Task objective | Turn the lines of the items into a numbered list with blank lines omitted, beginning at the line that contains "In the picture above, where can the wooden beam" and stopping after the line that contains "(1158, 183)".

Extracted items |

(begin)

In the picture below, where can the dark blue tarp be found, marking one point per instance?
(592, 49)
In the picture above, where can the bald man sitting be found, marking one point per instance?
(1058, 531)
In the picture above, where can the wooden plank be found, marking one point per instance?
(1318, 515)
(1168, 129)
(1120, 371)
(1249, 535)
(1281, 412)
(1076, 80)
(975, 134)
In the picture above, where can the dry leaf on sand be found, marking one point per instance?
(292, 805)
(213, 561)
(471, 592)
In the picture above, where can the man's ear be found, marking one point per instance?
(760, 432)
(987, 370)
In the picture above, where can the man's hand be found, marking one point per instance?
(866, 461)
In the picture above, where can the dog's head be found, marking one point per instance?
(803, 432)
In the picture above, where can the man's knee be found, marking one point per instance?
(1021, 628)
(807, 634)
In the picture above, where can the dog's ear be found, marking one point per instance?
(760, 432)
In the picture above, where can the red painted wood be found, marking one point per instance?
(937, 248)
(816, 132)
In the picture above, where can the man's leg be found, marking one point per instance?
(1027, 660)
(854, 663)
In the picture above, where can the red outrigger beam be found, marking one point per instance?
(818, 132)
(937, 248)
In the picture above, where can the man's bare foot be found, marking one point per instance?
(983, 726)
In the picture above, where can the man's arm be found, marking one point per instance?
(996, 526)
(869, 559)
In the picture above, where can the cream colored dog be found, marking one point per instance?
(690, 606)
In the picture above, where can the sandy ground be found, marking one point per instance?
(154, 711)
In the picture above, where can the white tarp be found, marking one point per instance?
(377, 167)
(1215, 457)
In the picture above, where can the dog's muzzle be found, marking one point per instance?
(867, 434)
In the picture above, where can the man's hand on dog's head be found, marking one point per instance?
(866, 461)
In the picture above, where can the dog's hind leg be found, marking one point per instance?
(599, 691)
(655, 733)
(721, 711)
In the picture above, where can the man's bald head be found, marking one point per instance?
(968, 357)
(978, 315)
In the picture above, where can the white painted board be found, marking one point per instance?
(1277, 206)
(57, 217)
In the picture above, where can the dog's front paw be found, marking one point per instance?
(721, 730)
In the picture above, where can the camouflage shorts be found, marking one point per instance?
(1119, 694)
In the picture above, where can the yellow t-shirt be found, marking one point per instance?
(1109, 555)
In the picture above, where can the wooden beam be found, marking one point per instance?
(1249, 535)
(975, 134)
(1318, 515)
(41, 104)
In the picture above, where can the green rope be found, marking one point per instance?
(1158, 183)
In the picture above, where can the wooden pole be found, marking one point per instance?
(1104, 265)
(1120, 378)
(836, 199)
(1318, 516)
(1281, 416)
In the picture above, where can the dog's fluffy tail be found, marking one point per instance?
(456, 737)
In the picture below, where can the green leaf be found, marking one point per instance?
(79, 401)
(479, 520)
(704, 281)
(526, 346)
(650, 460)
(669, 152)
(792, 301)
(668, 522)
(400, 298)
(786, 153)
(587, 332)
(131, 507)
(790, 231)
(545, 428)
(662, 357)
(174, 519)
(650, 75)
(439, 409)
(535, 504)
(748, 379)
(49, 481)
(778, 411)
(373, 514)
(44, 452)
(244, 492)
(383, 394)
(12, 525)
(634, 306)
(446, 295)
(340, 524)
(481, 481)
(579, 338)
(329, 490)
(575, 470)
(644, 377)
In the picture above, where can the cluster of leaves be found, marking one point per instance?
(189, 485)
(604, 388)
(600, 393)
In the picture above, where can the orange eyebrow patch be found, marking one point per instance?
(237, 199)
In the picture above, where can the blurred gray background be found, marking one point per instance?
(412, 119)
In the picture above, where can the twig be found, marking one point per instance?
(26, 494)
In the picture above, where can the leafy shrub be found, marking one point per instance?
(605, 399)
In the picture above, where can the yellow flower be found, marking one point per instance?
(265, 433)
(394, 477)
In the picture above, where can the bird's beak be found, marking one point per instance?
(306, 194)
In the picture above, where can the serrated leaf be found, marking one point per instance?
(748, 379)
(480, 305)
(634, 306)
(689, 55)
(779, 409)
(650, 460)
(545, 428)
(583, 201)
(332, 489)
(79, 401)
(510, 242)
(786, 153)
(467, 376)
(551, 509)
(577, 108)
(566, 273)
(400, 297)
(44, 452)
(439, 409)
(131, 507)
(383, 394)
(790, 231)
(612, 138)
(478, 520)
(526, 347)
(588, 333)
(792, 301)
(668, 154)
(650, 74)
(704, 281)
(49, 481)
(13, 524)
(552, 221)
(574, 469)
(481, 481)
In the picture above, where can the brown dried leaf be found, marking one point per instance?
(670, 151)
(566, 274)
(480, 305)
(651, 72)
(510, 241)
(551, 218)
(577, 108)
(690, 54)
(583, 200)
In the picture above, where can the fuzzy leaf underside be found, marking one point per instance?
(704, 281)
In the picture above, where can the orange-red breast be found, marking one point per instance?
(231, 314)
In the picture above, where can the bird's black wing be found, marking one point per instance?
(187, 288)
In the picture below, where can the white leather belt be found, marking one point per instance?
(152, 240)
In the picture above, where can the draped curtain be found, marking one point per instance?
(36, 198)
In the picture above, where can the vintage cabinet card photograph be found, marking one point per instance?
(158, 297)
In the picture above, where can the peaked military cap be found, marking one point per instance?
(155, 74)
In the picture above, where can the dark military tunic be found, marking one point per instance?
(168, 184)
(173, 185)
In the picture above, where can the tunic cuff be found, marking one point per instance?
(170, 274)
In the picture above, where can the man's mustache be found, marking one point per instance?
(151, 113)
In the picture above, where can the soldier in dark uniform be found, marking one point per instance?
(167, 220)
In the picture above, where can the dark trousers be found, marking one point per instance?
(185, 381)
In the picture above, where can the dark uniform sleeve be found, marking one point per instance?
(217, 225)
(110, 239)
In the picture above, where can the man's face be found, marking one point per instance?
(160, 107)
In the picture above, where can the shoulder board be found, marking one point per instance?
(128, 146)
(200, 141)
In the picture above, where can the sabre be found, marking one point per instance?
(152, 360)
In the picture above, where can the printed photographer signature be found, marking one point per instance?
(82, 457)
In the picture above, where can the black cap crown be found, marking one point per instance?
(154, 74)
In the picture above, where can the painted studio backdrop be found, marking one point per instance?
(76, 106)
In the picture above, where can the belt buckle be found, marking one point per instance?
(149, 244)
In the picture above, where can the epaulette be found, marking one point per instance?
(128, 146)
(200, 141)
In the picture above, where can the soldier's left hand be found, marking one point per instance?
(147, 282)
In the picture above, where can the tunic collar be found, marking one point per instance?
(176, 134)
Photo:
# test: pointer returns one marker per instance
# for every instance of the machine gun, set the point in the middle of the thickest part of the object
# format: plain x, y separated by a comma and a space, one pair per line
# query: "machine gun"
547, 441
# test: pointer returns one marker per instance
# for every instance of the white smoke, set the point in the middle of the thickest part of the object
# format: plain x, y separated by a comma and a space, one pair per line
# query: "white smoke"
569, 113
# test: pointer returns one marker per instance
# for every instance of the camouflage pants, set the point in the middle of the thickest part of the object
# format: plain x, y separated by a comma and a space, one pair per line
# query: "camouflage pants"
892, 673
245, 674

(end)

Worked solution |
1. In the picture above, where can the wooden beam be found, marking one point per instance?
2. (1249, 535)
3. (975, 134)
4. (1318, 515)
5. (41, 104)
6. In the picture above, where can the green rope be found, marking one point per instance?
7. (1158, 183)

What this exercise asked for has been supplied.